## WHAT TO DO
(a) In the nanotechnology excerpt, what are C dots?
(b) Turn the paragraph of the nanotechnology excerpt that begins "Investigators at Memorial Sloan Kettering are working" into a short bulleted list that keeps its main facts.
(c) Reproduce part of the nanotechnology excerpt word for word, starting at "The two main" and ending at "the same time.".

## SELECTED EXCERPT

The two main focuses of nanotechnology research at Memorial Sloan Kettering are the development of more-specialized, targeted drugs and the development of more-accurate diagnostic agents. On the diagnostic side, applications include both in vitro applications, such as looking for circulating tumor cells or other markers in the bloodstream, and in vivo applications, using MRI, PET, and optical imaging to study cancer in the body. Another area under development involves what are called theranostic agents, which would allow imaging of a tumor and provide treatment to the tumor at the same time.

Investigators at Memorial Sloan Kettering are working with a number of different nanomaterials in their laboratories. Some are looking at carbon nanotubes, which have unique properties because they are very narrow but can be very long in relation to their diameter. Others are investigating the use of tiny silica-based beads called C dots. Still others are using a kind of nanoparticle called a micelle, or liposome, which is made of lipids (fat molecules) that can be dissolved by enzymes inside tumor cells once they reach their destination in the body.

## RECORDS PROVIDED
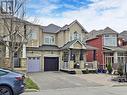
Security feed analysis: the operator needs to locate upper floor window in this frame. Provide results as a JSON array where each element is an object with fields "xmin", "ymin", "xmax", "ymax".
[
  {"xmin": 104, "ymin": 34, "xmax": 117, "ymax": 46},
  {"xmin": 71, "ymin": 31, "xmax": 81, "ymax": 40},
  {"xmin": 44, "ymin": 35, "xmax": 55, "ymax": 45},
  {"xmin": 28, "ymin": 31, "xmax": 37, "ymax": 39}
]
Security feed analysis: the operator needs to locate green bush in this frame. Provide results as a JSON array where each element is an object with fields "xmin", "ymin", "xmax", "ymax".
[
  {"xmin": 117, "ymin": 64, "xmax": 123, "ymax": 76},
  {"xmin": 25, "ymin": 78, "xmax": 39, "ymax": 90},
  {"xmin": 107, "ymin": 63, "xmax": 112, "ymax": 74}
]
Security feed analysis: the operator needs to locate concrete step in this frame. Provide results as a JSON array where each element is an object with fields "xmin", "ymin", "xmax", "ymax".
[{"xmin": 75, "ymin": 69, "xmax": 83, "ymax": 74}]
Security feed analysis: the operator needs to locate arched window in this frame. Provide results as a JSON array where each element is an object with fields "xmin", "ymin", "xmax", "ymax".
[
  {"xmin": 74, "ymin": 31, "xmax": 78, "ymax": 40},
  {"xmin": 74, "ymin": 31, "xmax": 81, "ymax": 40}
]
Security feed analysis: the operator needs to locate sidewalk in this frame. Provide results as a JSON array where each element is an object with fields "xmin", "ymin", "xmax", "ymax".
[{"xmin": 76, "ymin": 74, "xmax": 127, "ymax": 86}]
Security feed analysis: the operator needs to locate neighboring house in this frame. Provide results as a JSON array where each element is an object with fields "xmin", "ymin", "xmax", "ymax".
[
  {"xmin": 84, "ymin": 27, "xmax": 127, "ymax": 69},
  {"xmin": 27, "ymin": 20, "xmax": 97, "ymax": 72},
  {"xmin": 0, "ymin": 9, "xmax": 41, "ymax": 70}
]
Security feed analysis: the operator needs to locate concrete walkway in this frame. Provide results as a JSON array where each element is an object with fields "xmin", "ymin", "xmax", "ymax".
[{"xmin": 26, "ymin": 72, "xmax": 101, "ymax": 90}]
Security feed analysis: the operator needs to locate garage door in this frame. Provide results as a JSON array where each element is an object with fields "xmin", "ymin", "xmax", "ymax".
[
  {"xmin": 27, "ymin": 57, "xmax": 40, "ymax": 72},
  {"xmin": 44, "ymin": 57, "xmax": 59, "ymax": 71}
]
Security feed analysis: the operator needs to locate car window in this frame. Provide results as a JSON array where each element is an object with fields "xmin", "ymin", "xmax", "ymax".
[{"xmin": 0, "ymin": 70, "xmax": 8, "ymax": 76}]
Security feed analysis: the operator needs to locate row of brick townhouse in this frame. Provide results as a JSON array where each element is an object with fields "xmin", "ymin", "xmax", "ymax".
[
  {"xmin": 0, "ymin": 7, "xmax": 127, "ymax": 72},
  {"xmin": 85, "ymin": 27, "xmax": 127, "ymax": 69}
]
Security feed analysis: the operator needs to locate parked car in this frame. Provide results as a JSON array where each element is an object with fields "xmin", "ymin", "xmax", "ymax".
[{"xmin": 0, "ymin": 68, "xmax": 25, "ymax": 95}]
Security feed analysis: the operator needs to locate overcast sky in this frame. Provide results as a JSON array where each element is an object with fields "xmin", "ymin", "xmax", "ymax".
[{"xmin": 26, "ymin": 0, "xmax": 127, "ymax": 32}]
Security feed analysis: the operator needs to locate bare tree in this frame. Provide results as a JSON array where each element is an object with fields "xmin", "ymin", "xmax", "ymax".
[{"xmin": 0, "ymin": 0, "xmax": 30, "ymax": 70}]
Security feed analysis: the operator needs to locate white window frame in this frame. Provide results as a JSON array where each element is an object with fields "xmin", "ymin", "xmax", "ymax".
[
  {"xmin": 70, "ymin": 31, "xmax": 82, "ymax": 41},
  {"xmin": 44, "ymin": 34, "xmax": 55, "ymax": 45},
  {"xmin": 29, "ymin": 31, "xmax": 37, "ymax": 40},
  {"xmin": 104, "ymin": 34, "xmax": 117, "ymax": 46}
]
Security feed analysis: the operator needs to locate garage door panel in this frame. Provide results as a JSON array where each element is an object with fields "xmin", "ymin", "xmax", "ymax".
[
  {"xmin": 44, "ymin": 57, "xmax": 59, "ymax": 71},
  {"xmin": 27, "ymin": 57, "xmax": 40, "ymax": 72}
]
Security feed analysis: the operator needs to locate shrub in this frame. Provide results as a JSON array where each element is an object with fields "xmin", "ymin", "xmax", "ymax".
[
  {"xmin": 107, "ymin": 63, "xmax": 112, "ymax": 74},
  {"xmin": 117, "ymin": 64, "xmax": 123, "ymax": 76}
]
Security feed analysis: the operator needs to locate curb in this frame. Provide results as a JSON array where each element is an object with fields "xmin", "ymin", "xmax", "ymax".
[
  {"xmin": 112, "ymin": 84, "xmax": 127, "ymax": 87},
  {"xmin": 25, "ymin": 89, "xmax": 39, "ymax": 92}
]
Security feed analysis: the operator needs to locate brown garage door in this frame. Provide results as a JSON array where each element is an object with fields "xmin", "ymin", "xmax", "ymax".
[{"xmin": 44, "ymin": 57, "xmax": 59, "ymax": 71}]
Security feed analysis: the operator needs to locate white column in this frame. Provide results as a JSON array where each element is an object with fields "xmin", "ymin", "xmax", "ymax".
[
  {"xmin": 5, "ymin": 42, "xmax": 9, "ymax": 58},
  {"xmin": 114, "ymin": 52, "xmax": 118, "ymax": 63},
  {"xmin": 22, "ymin": 43, "xmax": 26, "ymax": 58}
]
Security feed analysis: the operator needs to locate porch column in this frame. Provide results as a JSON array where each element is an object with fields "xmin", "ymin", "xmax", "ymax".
[
  {"xmin": 4, "ymin": 42, "xmax": 11, "ymax": 68},
  {"xmin": 20, "ymin": 43, "xmax": 26, "ymax": 71},
  {"xmin": 5, "ymin": 42, "xmax": 9, "ymax": 58},
  {"xmin": 68, "ymin": 50, "xmax": 74, "ymax": 69},
  {"xmin": 114, "ymin": 52, "xmax": 118, "ymax": 63},
  {"xmin": 80, "ymin": 50, "xmax": 85, "ymax": 69},
  {"xmin": 22, "ymin": 44, "xmax": 26, "ymax": 58}
]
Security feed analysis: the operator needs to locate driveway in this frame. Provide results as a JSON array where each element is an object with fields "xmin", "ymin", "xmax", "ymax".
[
  {"xmin": 22, "ymin": 72, "xmax": 127, "ymax": 95},
  {"xmin": 26, "ymin": 72, "xmax": 101, "ymax": 90}
]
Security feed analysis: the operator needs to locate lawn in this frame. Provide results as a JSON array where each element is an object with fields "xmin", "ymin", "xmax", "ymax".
[{"xmin": 25, "ymin": 78, "xmax": 39, "ymax": 90}]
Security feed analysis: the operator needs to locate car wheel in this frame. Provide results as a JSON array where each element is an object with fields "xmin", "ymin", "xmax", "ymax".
[{"xmin": 0, "ymin": 86, "xmax": 12, "ymax": 95}]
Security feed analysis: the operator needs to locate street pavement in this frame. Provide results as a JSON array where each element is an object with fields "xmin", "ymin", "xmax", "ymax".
[{"xmin": 21, "ymin": 72, "xmax": 127, "ymax": 95}]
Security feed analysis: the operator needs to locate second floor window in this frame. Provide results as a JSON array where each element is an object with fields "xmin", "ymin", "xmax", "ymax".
[
  {"xmin": 104, "ymin": 34, "xmax": 117, "ymax": 46},
  {"xmin": 28, "ymin": 31, "xmax": 37, "ymax": 40},
  {"xmin": 44, "ymin": 35, "xmax": 55, "ymax": 45},
  {"xmin": 71, "ymin": 31, "xmax": 81, "ymax": 40}
]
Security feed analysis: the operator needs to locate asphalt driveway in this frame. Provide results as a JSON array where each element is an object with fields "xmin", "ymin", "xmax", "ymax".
[{"xmin": 26, "ymin": 72, "xmax": 101, "ymax": 90}]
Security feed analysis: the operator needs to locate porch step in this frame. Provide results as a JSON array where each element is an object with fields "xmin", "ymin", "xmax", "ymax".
[{"xmin": 75, "ymin": 69, "xmax": 83, "ymax": 74}]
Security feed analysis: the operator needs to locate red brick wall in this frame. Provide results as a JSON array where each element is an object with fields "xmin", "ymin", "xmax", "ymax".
[{"xmin": 86, "ymin": 36, "xmax": 104, "ymax": 65}]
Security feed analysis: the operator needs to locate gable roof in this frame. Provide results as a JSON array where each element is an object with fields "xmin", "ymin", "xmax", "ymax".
[
  {"xmin": 61, "ymin": 40, "xmax": 97, "ymax": 50},
  {"xmin": 84, "ymin": 27, "xmax": 118, "ymax": 41},
  {"xmin": 42, "ymin": 24, "xmax": 61, "ymax": 33},
  {"xmin": 61, "ymin": 20, "xmax": 88, "ymax": 33}
]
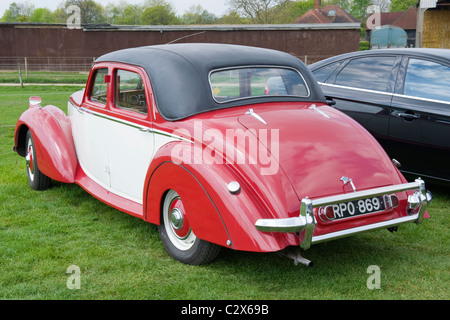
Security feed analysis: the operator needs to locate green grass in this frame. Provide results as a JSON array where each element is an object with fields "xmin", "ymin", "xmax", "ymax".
[
  {"xmin": 0, "ymin": 70, "xmax": 88, "ymax": 84},
  {"xmin": 0, "ymin": 86, "xmax": 450, "ymax": 300}
]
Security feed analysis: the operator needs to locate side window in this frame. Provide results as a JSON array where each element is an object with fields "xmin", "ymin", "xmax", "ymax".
[
  {"xmin": 403, "ymin": 59, "xmax": 450, "ymax": 102},
  {"xmin": 313, "ymin": 61, "xmax": 342, "ymax": 82},
  {"xmin": 335, "ymin": 57, "xmax": 395, "ymax": 92},
  {"xmin": 89, "ymin": 68, "xmax": 108, "ymax": 104},
  {"xmin": 114, "ymin": 69, "xmax": 148, "ymax": 114}
]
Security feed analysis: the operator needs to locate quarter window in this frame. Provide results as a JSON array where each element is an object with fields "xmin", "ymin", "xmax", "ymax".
[
  {"xmin": 335, "ymin": 57, "xmax": 395, "ymax": 92},
  {"xmin": 403, "ymin": 59, "xmax": 450, "ymax": 102},
  {"xmin": 313, "ymin": 61, "xmax": 341, "ymax": 82},
  {"xmin": 89, "ymin": 68, "xmax": 108, "ymax": 104},
  {"xmin": 114, "ymin": 69, "xmax": 147, "ymax": 114}
]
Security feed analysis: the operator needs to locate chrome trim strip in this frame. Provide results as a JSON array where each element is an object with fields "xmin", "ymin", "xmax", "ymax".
[
  {"xmin": 319, "ymin": 82, "xmax": 393, "ymax": 96},
  {"xmin": 319, "ymin": 82, "xmax": 450, "ymax": 104},
  {"xmin": 392, "ymin": 93, "xmax": 450, "ymax": 104},
  {"xmin": 309, "ymin": 104, "xmax": 331, "ymax": 119},
  {"xmin": 311, "ymin": 213, "xmax": 419, "ymax": 244},
  {"xmin": 245, "ymin": 109, "xmax": 267, "ymax": 124},
  {"xmin": 71, "ymin": 103, "xmax": 193, "ymax": 143},
  {"xmin": 255, "ymin": 178, "xmax": 432, "ymax": 249}
]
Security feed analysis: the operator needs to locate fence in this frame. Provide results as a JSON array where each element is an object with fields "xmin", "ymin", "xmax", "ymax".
[{"xmin": 0, "ymin": 57, "xmax": 95, "ymax": 75}]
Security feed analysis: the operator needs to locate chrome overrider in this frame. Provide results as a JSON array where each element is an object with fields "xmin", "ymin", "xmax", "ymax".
[{"xmin": 255, "ymin": 178, "xmax": 432, "ymax": 249}]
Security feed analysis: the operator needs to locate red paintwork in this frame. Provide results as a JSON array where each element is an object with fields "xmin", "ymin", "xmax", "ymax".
[
  {"xmin": 15, "ymin": 102, "xmax": 78, "ymax": 183},
  {"xmin": 15, "ymin": 63, "xmax": 428, "ymax": 252}
]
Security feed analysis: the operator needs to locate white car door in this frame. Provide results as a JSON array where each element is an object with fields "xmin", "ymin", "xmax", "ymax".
[{"xmin": 107, "ymin": 69, "xmax": 154, "ymax": 204}]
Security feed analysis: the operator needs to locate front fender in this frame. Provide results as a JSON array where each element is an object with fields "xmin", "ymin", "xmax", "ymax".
[
  {"xmin": 144, "ymin": 142, "xmax": 299, "ymax": 252},
  {"xmin": 14, "ymin": 106, "xmax": 78, "ymax": 183}
]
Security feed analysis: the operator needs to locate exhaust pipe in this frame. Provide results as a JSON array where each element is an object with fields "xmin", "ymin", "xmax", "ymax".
[{"xmin": 281, "ymin": 249, "xmax": 314, "ymax": 267}]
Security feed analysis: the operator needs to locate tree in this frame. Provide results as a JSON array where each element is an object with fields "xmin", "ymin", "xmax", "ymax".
[
  {"xmin": 181, "ymin": 5, "xmax": 217, "ymax": 24},
  {"xmin": 273, "ymin": 0, "xmax": 314, "ymax": 24},
  {"xmin": 228, "ymin": 0, "xmax": 291, "ymax": 24},
  {"xmin": 30, "ymin": 8, "xmax": 55, "ymax": 23},
  {"xmin": 141, "ymin": 0, "xmax": 179, "ymax": 25},
  {"xmin": 1, "ymin": 2, "xmax": 34, "ymax": 22},
  {"xmin": 59, "ymin": 0, "xmax": 106, "ymax": 23},
  {"xmin": 389, "ymin": 0, "xmax": 417, "ymax": 12},
  {"xmin": 217, "ymin": 11, "xmax": 249, "ymax": 24},
  {"xmin": 104, "ymin": 1, "xmax": 144, "ymax": 25}
]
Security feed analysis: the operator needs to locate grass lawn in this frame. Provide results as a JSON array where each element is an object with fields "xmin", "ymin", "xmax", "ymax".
[
  {"xmin": 0, "ymin": 86, "xmax": 450, "ymax": 300},
  {"xmin": 0, "ymin": 70, "xmax": 88, "ymax": 84}
]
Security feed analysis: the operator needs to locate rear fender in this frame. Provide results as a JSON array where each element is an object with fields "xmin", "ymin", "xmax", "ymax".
[
  {"xmin": 14, "ymin": 103, "xmax": 78, "ymax": 183},
  {"xmin": 144, "ymin": 142, "xmax": 298, "ymax": 252}
]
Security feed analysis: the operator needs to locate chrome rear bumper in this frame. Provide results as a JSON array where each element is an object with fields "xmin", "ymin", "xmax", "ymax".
[{"xmin": 255, "ymin": 179, "xmax": 432, "ymax": 249}]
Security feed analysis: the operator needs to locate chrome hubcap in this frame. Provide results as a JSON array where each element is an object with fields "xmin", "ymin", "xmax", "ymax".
[
  {"xmin": 163, "ymin": 190, "xmax": 197, "ymax": 251},
  {"xmin": 170, "ymin": 208, "xmax": 184, "ymax": 230},
  {"xmin": 25, "ymin": 141, "xmax": 34, "ymax": 180}
]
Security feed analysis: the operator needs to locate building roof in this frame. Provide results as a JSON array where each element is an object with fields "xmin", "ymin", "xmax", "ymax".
[
  {"xmin": 294, "ymin": 5, "xmax": 359, "ymax": 23},
  {"xmin": 374, "ymin": 7, "xmax": 417, "ymax": 30}
]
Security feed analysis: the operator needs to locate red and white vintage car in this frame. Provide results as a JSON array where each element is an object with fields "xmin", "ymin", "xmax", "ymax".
[{"xmin": 14, "ymin": 44, "xmax": 431, "ymax": 265}]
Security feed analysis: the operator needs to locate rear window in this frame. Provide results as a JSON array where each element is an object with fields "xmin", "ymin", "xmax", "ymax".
[{"xmin": 209, "ymin": 67, "xmax": 309, "ymax": 103}]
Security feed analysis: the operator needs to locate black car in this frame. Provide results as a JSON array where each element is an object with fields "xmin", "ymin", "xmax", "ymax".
[{"xmin": 309, "ymin": 48, "xmax": 450, "ymax": 184}]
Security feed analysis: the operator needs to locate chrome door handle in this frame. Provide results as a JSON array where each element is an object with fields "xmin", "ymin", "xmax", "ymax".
[{"xmin": 395, "ymin": 112, "xmax": 420, "ymax": 120}]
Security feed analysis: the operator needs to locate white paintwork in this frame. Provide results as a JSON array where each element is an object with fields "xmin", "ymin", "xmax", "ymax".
[{"xmin": 68, "ymin": 103, "xmax": 186, "ymax": 204}]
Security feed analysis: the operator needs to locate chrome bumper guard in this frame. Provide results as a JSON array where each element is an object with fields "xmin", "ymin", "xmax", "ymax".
[{"xmin": 255, "ymin": 178, "xmax": 432, "ymax": 249}]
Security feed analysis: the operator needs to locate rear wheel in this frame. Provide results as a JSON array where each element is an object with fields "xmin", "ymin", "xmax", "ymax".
[
  {"xmin": 158, "ymin": 190, "xmax": 220, "ymax": 265},
  {"xmin": 25, "ymin": 130, "xmax": 51, "ymax": 190}
]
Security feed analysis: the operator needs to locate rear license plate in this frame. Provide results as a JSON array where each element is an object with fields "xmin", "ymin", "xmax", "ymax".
[{"xmin": 319, "ymin": 197, "xmax": 385, "ymax": 220}]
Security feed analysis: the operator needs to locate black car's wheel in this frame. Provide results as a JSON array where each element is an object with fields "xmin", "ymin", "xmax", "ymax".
[
  {"xmin": 25, "ymin": 130, "xmax": 51, "ymax": 190},
  {"xmin": 158, "ymin": 190, "xmax": 220, "ymax": 265}
]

## RESULTS OF THE EXERCISE
(a) Tiny silica-based beads.

(b)
Nanomaterials under study by Memorial Sloan Kettering investigators:
- Carbon nanotubes: very narrow, but can be very long relative to their diameter.
- C dots: tiny silica-based beads.
- Micelles (liposomes): nanoparticles made of lipids (fat molecules) that enzymes inside tumor cells can dissolve once the particles reach their destination in the body.

(c)
The two main focuses of nanotechnology research at Memorial Sloan Kettering are the development of more-specialized, targeted drugs and the development of more-accurate diagnostic agents. On the diagnostic side, applications include both in vitro applications, such as looking for circulating tumor cells or other markers in the bloodstream, and in vivo applications, using MRI, PET, and optical imaging to study cancer in the body. Another area under development involves what are called theranostic agents, which would allow imaging of a tumor and provide treatment to the tumor at the same time.